- _Requirement_: Exact copy, pictures excluded: output the lines from the opening of the entries through the line bearing "If it's not too much trouble, please detect the blurred warm".

Annotated photo localization data:
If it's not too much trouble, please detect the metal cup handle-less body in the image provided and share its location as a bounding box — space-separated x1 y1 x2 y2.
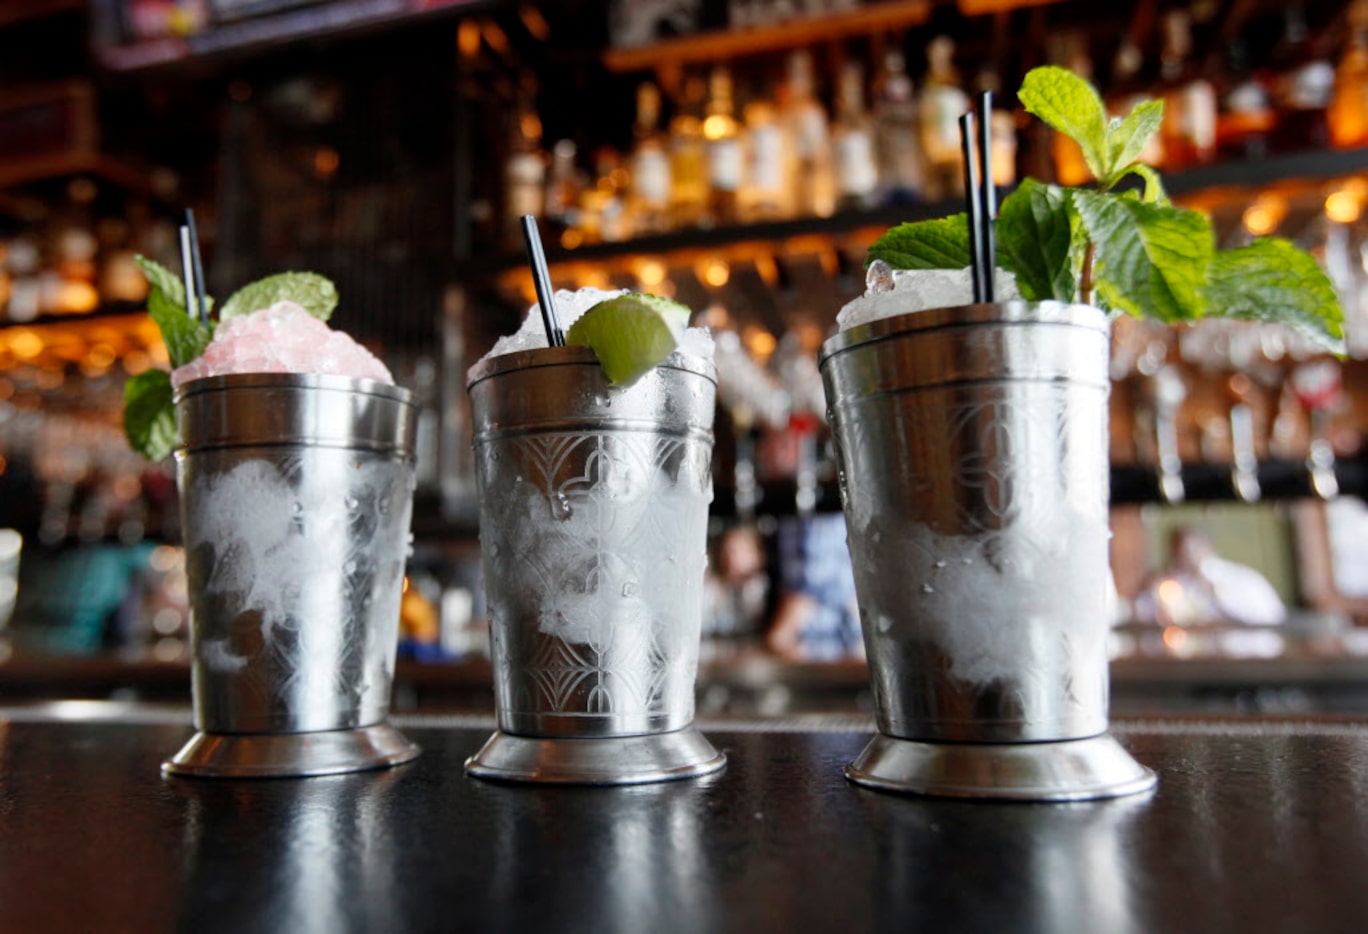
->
464 346 725 784
820 301 1155 800
163 373 421 778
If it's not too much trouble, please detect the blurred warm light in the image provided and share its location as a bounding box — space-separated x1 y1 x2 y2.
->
519 5 550 40
86 343 116 370
636 258 667 289
9 330 42 361
578 268 610 289
457 19 481 57
57 280 100 314
122 351 152 376
753 252 779 286
700 305 731 329
1162 625 1189 652
34 367 64 390
742 325 777 360
1326 188 1362 225
1242 194 1286 236
520 111 542 141
1157 579 1184 605
0 378 13 401
314 147 340 179
481 19 510 55
701 258 730 288
150 545 181 573
702 115 731 141
561 229 583 250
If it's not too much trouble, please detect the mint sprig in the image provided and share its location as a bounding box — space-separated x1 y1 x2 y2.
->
869 66 1343 347
123 260 341 460
220 272 338 322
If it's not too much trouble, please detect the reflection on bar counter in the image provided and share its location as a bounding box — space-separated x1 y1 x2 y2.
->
5 0 1368 721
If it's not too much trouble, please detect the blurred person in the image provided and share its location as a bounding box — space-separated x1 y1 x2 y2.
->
765 513 862 662
702 524 769 638
1134 526 1286 628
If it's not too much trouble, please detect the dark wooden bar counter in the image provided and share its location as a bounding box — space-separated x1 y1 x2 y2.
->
2 705 1367 932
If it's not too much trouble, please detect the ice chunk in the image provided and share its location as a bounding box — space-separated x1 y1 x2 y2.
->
837 266 1021 332
171 301 393 388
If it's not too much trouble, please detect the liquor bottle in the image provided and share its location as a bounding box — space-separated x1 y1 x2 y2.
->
1156 9 1217 170
503 88 545 243
1271 3 1335 153
976 69 1017 189
1330 0 1368 149
703 66 744 226
1217 37 1274 160
872 49 923 205
542 138 583 238
917 36 970 201
831 60 878 212
669 74 711 228
580 148 630 244
628 81 672 235
741 96 793 222
780 50 836 218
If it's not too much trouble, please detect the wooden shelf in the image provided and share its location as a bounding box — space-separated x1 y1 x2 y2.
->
0 153 153 200
601 0 931 73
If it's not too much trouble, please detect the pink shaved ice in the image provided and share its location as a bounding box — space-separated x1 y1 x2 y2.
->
171 301 393 389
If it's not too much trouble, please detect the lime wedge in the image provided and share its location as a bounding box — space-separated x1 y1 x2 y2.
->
566 293 691 385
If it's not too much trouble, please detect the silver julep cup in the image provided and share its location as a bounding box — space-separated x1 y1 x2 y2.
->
820 301 1154 800
162 373 421 778
463 345 725 784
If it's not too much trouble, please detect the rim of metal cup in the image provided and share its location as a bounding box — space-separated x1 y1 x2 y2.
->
174 372 416 455
465 344 717 391
818 300 1106 369
172 372 413 407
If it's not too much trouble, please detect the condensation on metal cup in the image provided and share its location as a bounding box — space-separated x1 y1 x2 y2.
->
162 373 421 778
463 345 725 784
820 301 1155 801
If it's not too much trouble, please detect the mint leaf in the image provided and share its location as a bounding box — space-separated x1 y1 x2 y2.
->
135 255 213 368
1120 163 1169 205
1019 66 1109 182
1103 99 1164 188
867 215 972 270
1205 239 1345 347
997 179 1076 303
148 287 212 369
220 272 338 322
123 369 178 461
1073 190 1213 321
135 255 186 308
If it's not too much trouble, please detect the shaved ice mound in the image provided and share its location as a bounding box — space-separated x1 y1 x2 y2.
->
171 301 393 389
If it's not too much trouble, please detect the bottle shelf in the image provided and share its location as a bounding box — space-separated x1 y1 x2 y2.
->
601 0 932 74
464 145 1368 281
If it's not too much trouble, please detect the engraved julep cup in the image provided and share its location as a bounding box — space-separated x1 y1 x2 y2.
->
464 346 725 784
162 373 421 778
819 301 1155 800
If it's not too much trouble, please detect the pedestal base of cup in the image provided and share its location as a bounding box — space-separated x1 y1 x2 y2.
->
845 732 1156 802
465 725 726 786
161 722 420 779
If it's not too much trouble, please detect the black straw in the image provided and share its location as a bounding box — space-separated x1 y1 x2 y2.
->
976 91 997 302
520 215 564 347
959 112 986 303
185 208 209 324
177 225 198 322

- _Task result_:
If it's not too much trouble, please detect the metal cup handle-less body in the image provided and share its location as a bounding box — space-separated x1 y1 x2 y2.
->
464 346 725 784
820 301 1155 800
163 373 421 778
If it's not too much trouble, please detect the blurred warm light in the image provided and share its location as a bounding box — space-separated x1 y1 x2 y2.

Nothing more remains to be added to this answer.